▸ WRITTEN PROBLEM: Give back the full listing verbatim, apart from its images.

■ ■ ■

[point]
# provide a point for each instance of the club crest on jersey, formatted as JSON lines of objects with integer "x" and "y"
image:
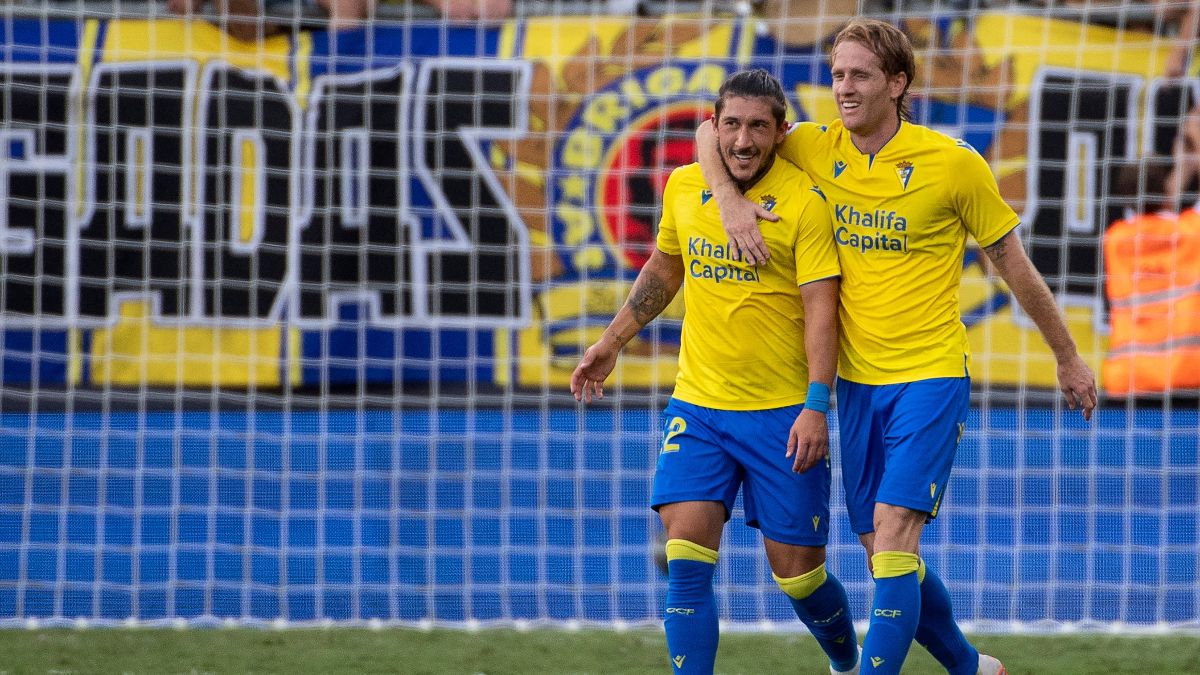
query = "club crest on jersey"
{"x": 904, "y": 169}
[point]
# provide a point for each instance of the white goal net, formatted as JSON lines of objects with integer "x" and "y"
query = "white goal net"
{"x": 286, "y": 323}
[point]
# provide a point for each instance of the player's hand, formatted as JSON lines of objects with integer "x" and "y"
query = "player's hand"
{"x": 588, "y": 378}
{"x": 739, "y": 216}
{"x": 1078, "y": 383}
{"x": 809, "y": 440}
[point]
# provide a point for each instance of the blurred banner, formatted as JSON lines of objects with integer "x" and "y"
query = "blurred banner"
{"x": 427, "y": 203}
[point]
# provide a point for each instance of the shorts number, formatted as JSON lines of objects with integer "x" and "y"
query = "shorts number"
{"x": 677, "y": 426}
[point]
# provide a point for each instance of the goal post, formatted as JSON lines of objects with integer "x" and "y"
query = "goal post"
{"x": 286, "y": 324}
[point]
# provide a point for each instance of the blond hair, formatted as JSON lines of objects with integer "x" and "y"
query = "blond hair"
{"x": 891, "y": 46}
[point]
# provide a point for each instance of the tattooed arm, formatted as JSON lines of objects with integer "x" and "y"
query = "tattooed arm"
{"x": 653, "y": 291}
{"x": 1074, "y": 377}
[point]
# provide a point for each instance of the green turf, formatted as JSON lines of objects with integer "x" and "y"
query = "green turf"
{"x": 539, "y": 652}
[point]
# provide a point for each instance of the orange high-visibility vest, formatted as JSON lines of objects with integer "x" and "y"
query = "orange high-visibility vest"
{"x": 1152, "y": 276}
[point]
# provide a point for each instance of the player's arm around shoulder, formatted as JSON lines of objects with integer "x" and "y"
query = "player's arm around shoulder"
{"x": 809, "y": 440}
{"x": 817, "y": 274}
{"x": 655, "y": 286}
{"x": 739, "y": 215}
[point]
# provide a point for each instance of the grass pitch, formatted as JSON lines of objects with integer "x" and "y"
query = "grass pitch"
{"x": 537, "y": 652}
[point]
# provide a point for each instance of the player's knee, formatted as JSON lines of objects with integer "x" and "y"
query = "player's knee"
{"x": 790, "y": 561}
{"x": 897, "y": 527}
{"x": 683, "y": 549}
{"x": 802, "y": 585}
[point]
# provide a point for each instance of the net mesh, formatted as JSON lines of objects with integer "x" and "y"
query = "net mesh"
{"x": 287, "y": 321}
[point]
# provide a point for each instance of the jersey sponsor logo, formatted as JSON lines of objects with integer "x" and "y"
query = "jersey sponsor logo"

■ ■ ■

▸ RESULT OF THIS TASK:
[point]
# provide a point for each instance of the club crest on jersey, formatted as JSON lines of objects with integer "x" and "y"
image:
query = "club crest on jersey"
{"x": 904, "y": 169}
[point]
# provide a point for each instance of the white goal net, formatted as JSON lines of objects with integer "x" and "y"
query = "white goal net"
{"x": 286, "y": 323}
[point]
# provide a point for each instance of the player's hand, formatted as JSON lines of objects with integer "x" and "y"
query = "player's hand"
{"x": 588, "y": 378}
{"x": 739, "y": 216}
{"x": 1078, "y": 383}
{"x": 809, "y": 440}
[point]
# provide a point for each instance of the blurred banner, formatted as JSON lines of objects with integer "x" and "y"
query = "blurred banner"
{"x": 427, "y": 203}
[point]
# provide a point for each instance of the shorts number, formatted as JSON lines of objects with integer "x" and "y"
query = "shorts number"
{"x": 677, "y": 426}
[point]
# provide a point for each instance of the goal post, formatted as JSON lines of objects with integer "x" and "y"
query = "goal post"
{"x": 286, "y": 324}
[point]
# provide a point for each instance of the blond hair, formatted as JSON lines of objects with integer "x" and "y"
query = "blond hair"
{"x": 891, "y": 46}
[point]
# provide a point for each instance of the tattooed arm, formatted as JSON lines of objects with integer "x" and "y"
query = "tattooed arm"
{"x": 653, "y": 291}
{"x": 1074, "y": 377}
[point]
# provide a point for each instance of the green turf, formatted as JSON lines of objects with integer "x" and "y"
query = "green turf"
{"x": 539, "y": 652}
[point]
# provide a point for each instance of the orange high-visibility vest, formatted as JSON lines of objects with integer "x" and "y"
query = "orange high-visibility vest"
{"x": 1152, "y": 276}
[point]
# provide a point for each instance of the player's arm around shoulder, formatted as JSON lines of objects with integer "x" and "y"
query = "player's arm around shoulder"
{"x": 809, "y": 440}
{"x": 817, "y": 274}
{"x": 655, "y": 286}
{"x": 739, "y": 215}
[point]
# provide a point for each instance of the grass pitch, formatted as JSON lines of objects with integer "x" and "y"
query = "grass pitch"
{"x": 537, "y": 652}
[point]
# provide a point for each instance of the player's knee, formatted as JSON lines of objects with integer "x" and "y"
query = "player's knee"
{"x": 790, "y": 561}
{"x": 897, "y": 527}
{"x": 683, "y": 549}
{"x": 802, "y": 585}
[point]
# provide a point for each instance of the net mesh, formatted as JSON lines of objects with integer "x" and "y"
query = "net mesh"
{"x": 287, "y": 321}
[point]
# provide a point for each instance of the jersey sponsor logo, formatted as JSON lines of objects with integer "x" and "y"
query = "jersey sponsor logo"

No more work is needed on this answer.